Print every line below exactly as it appears, from the first one down to the line that contains "[2,28,32,67]", including both of those lines.

____

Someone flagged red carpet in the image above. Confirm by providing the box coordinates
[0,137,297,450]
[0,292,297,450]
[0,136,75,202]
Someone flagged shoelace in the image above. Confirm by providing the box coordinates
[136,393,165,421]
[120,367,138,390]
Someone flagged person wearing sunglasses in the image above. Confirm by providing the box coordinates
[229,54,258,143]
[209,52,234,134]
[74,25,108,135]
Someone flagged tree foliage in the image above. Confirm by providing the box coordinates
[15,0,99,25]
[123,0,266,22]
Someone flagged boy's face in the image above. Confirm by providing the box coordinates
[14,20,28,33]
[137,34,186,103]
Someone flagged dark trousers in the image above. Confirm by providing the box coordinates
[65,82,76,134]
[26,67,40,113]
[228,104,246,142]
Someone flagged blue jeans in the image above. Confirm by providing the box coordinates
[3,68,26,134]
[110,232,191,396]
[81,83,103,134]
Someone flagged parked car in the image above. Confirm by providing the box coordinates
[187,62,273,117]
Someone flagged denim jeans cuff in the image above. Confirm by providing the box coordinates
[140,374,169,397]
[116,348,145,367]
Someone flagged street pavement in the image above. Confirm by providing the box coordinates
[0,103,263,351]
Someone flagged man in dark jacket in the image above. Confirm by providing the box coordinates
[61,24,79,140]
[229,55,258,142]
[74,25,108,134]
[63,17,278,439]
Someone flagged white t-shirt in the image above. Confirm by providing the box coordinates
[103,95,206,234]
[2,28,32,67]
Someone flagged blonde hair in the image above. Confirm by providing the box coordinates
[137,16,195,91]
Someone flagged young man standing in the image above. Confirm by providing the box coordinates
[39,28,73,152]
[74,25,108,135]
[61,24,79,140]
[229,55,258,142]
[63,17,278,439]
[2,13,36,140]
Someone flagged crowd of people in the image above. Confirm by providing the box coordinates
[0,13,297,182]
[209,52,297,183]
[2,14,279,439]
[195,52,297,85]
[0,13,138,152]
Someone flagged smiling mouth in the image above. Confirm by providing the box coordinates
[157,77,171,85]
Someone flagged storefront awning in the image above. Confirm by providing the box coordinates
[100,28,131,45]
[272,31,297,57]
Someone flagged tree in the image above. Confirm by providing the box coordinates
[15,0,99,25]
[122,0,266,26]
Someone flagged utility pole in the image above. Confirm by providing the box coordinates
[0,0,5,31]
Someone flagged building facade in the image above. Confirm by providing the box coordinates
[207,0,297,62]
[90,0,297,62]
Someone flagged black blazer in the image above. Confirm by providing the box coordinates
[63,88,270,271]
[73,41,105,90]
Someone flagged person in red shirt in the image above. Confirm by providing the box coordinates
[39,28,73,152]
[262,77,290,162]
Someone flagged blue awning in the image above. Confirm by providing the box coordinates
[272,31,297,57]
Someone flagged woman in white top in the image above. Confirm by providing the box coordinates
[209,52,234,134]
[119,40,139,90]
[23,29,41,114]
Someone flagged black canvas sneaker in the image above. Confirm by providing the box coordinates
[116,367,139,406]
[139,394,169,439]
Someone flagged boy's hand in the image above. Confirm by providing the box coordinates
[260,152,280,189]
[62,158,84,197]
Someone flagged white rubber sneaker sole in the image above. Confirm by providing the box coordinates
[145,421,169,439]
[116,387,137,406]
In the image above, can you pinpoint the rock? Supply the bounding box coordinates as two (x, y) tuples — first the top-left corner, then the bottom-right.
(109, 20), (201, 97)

____

__ANSWER TO THIS TASK__:
Someone flagged red carpet in the image above. Confirm by providing the box coordinates
[0,137,297,450]
[0,292,297,450]
[0,136,75,202]
Someone flagged shoelace in the image above. Confirm by providing the box coordinates
[136,393,165,421]
[120,367,138,390]
Someone flagged person wearing sunglasses in the image above. Confirm by providing the box coordinates
[229,54,258,143]
[209,52,234,134]
[74,25,108,135]
Someone flagged tree foliage in the image above. Confirm by providing the box coordinates
[15,0,99,25]
[123,0,266,22]
Someone flagged boy's face in the image above. Confirm by providing the box coordinates
[14,20,28,33]
[137,34,186,103]
Someone flagged dark trousers in the image above. Confirm by providing the box coordinates
[65,82,76,134]
[26,67,40,113]
[228,104,246,142]
Someone flagged blue jeans in the image above. Confirm by providing the box coordinates
[3,68,26,134]
[110,232,191,396]
[81,83,103,134]
Someone flagged parked car in the image above. Confirm by providing the box coordinates
[187,62,273,117]
Someone flagged denim jeans cuff in the image above. Confirm by providing the box coordinates
[140,374,169,397]
[116,348,145,367]
Someone flagged street pavement in the image above. Confirm by providing the box coordinates
[0,103,263,351]
Someone flagged man in dark jacket in the image above. Confirm by providing the box coordinates
[61,24,79,140]
[229,55,258,142]
[74,25,108,134]
[63,17,278,439]
Someone flagged white t-shirt in the image above. Confirm by providing the box coordinates
[103,95,206,234]
[2,28,32,67]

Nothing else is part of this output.